:: Work order ::
Repeat the entries. Each one must match exactly.

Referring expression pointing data
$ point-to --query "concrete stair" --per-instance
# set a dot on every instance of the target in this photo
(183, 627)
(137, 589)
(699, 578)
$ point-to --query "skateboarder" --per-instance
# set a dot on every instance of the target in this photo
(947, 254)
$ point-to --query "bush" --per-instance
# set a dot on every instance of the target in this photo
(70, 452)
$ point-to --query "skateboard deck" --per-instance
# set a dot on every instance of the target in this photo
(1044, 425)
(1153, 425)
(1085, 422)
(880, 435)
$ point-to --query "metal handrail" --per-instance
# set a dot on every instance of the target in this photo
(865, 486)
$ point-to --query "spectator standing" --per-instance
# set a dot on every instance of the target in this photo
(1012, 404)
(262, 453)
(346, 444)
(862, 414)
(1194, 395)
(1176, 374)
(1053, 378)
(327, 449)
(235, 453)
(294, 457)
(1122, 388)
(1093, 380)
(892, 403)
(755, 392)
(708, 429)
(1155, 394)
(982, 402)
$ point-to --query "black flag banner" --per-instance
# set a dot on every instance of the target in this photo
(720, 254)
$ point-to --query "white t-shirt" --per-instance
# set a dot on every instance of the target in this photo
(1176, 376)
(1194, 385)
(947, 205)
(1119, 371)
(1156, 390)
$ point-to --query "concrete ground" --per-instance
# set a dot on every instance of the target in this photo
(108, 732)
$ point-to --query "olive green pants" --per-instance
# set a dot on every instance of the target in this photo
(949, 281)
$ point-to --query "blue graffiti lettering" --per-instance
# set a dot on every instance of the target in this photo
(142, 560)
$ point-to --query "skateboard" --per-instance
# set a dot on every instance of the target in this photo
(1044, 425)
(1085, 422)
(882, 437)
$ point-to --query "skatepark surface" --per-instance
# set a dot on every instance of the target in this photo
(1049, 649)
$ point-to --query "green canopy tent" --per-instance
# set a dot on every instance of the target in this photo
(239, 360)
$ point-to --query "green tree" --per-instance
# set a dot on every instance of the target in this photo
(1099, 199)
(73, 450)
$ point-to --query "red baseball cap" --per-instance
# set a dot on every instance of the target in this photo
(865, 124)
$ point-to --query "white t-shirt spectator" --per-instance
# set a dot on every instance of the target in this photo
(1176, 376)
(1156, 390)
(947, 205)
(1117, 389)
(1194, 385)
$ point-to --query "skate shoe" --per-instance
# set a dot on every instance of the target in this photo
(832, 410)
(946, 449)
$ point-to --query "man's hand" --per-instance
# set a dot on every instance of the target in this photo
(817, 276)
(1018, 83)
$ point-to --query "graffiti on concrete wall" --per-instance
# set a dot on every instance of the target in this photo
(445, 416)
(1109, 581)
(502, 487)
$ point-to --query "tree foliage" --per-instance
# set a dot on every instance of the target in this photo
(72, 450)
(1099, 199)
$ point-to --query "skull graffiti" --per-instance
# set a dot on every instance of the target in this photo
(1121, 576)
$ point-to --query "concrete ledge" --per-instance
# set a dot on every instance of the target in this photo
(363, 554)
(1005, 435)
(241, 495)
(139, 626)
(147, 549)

:: Answer to this exercise ::
$ point-to --query "concrete stair" --per-instance
# set a dot on every instance of the target in this photo
(183, 627)
(137, 589)
(699, 578)
$ point-to --query "skateboarder" --per-instance
# set a dot on every instance of the target in this photo
(947, 254)
$ point-to --query "bush" --per-instance
# set a dot on every instance of the target in this photo
(70, 452)
$ point-to --query "skateboard deck" --per-instance
# set a dot on every instance of the target in this photo
(1044, 425)
(1153, 425)
(1085, 422)
(880, 435)
$ point-to --query "metal handrail" --per-instance
# set a dot on every instance of the target in this photo
(865, 486)
$ point-to --query "spectator standing" --per-instance
# set a dot on every instance of the target in this photo
(1012, 404)
(262, 453)
(346, 444)
(862, 414)
(1194, 395)
(1176, 374)
(1053, 378)
(327, 449)
(235, 453)
(294, 457)
(1122, 388)
(1093, 380)
(892, 403)
(755, 392)
(708, 429)
(1155, 394)
(982, 402)
$ point-to --query "black flag banner" --per-instance
# set a dot on every instance of the target in this photo
(720, 254)
$ point-to --query "white t-shirt" --per-instance
# set a dot on every instance of the target in this photo
(1176, 376)
(1194, 385)
(947, 205)
(1119, 371)
(1156, 390)
$ point-to --query "concrete ground" --per-instance
# set a dot on every instance of the target in this photo
(108, 732)
$ point-to --query "olive green pants" --per-instance
# set a dot on every instance of the target in this photo
(949, 281)
$ point-to --query "blue graffiti lettering" --per-instance
# set a dot on every instance of the target in this photo
(142, 560)
$ point-to --query "skateboard" --per-instance
# set a dot on every instance of the target in this photo
(1044, 425)
(1085, 422)
(882, 437)
$ point-to --query "skatepark surface" --per-instance
# set a dot on every instance of the target in this photo
(1049, 649)
$ point-to --query "green canopy tent" --per-instance
# set a dot on every instance of the target in this photo
(239, 360)
$ point-to --query "green tree" --per-instance
# set a dot on every instance of the target in this photo
(1099, 199)
(73, 450)
$ point-to --query "red baseball cap" --per-instance
# set a dot on every instance of the target in this photo
(865, 124)
$ point-to --query "white t-shirt spectator" --per-instance
# set a dot on every instance of the target in this photo
(1176, 376)
(1156, 390)
(947, 205)
(1117, 389)
(1194, 385)
$ point-to --query "skate shoe" --per-instance
# set a dot on every instance of the target in this photo
(832, 410)
(946, 449)
$ point-to --query "man's hand" --per-instance
# set a dot on every instance of the target in this photo
(817, 276)
(1018, 83)
$ point-to --query "graffiti on concrete wall" --per-instance
# set a dot on every instance of the target in this photo
(445, 416)
(1109, 581)
(502, 487)
$ point-to --query "tree foliage" --per-instance
# set a dot on every instance of the target in this photo
(72, 450)
(1099, 199)
$ point-to --query "skull graffiti" --per-instance
# set a dot on every instance of the target in this photo
(1121, 576)
$ point-to --query "concrete ledge" --per-instance
# set a dot on every instance of the target in this photo
(363, 554)
(1005, 435)
(241, 495)
(139, 626)
(147, 549)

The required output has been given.